Word for word, copy the data that follows and skip its pictures.

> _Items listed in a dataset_

******************************

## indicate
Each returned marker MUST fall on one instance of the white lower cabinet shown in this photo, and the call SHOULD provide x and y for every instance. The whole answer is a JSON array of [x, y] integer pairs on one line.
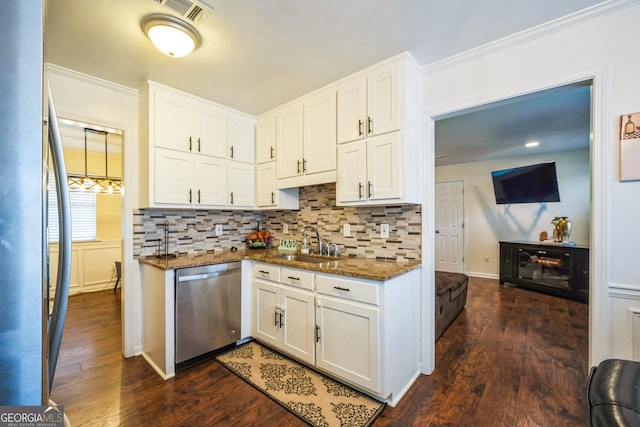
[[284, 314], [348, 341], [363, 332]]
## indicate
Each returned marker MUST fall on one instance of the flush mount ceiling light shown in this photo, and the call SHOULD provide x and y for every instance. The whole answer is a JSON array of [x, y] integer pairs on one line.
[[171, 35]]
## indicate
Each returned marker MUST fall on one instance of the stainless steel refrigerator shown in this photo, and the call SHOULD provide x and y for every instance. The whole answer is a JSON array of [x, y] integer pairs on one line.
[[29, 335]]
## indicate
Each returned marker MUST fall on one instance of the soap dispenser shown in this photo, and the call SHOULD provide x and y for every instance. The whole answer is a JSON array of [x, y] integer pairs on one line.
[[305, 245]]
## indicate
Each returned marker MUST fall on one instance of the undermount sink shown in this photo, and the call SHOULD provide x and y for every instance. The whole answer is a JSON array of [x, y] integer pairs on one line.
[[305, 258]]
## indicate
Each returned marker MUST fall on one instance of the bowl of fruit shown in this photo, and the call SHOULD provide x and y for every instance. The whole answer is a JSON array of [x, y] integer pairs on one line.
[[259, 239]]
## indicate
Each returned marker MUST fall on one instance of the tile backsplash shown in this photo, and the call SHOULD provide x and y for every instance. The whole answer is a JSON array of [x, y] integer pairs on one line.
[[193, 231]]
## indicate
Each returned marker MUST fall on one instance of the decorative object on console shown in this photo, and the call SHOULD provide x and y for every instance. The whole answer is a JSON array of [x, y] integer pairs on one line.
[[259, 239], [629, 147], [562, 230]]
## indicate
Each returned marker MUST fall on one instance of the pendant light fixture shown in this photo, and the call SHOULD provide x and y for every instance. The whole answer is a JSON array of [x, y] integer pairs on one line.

******************************

> _Task answer_
## indicate
Each returned marker MUST fall on one instance of the white lower cabinet shown in this photo, and the call SHOULD provide x and y for every instance. The whole answer is a JSON array of [x, y] integer pairs on one line.
[[284, 314], [348, 341], [363, 332]]
## indicate
Each returned marker MUST fall on one instance of the flush mount ceiling light shown in this photo, and the call SHOULD provide x and y for every instance. The whole answer is a JSON array of [x, y] integer pairs on one line.
[[171, 35]]
## indicate
Each returned marker MUST fall on one instance of the stainless steel refrigerator shown in this photo, and the call SHOULD provide x and y for every instance. The whole answer is a JSON array of [x, y] integer pairs on one line.
[[29, 335]]
## indicate
Each returned marker MUST fall on one instance of the soap dispenser shown in this photo, and the call SHOULD provide x and y for every instance. The whole answer is a JSON array of [x, y] integer pairs on one line.
[[305, 245]]
## indicate
Each returned marker MUST fall on one instance of the undermount sink shown in this photo, and the call SHOULD provide x and y for every instance. The whole answer is a JSON array of [x, y] integer pairs on one line.
[[305, 258]]
## indicate
Each returned marker MUST fall on one instance of the bowl of fruit shown in this photo, and the call SHOULD provide x and y for every instance. The whole answer is a JSON array of [x, y] integer pairs on one line.
[[259, 239]]
## indicate
Each returned marker MUST fall on one instance of the tile backsplash shown in this photo, and the call SHOULD provide x and y for every instance. The whole answer is a JSON array of [x, y] integer pairs on one line.
[[193, 231]]
## indicate
Each returned marker MUST fall on one instance of the decorative object on console shown in this photo, and the call SHOULD provide x and y for every instance. The whole answer is a JSON array of [x, y] integer pairs on one line.
[[259, 239], [629, 147], [562, 230]]
## indicate
Each returned marker MUST fall on one instance of the pendant light fixture shown in this photo, and the call SHOULD provide x and y for every instance. The whole answer is a JSON array of [x, y] integer pairs on one line.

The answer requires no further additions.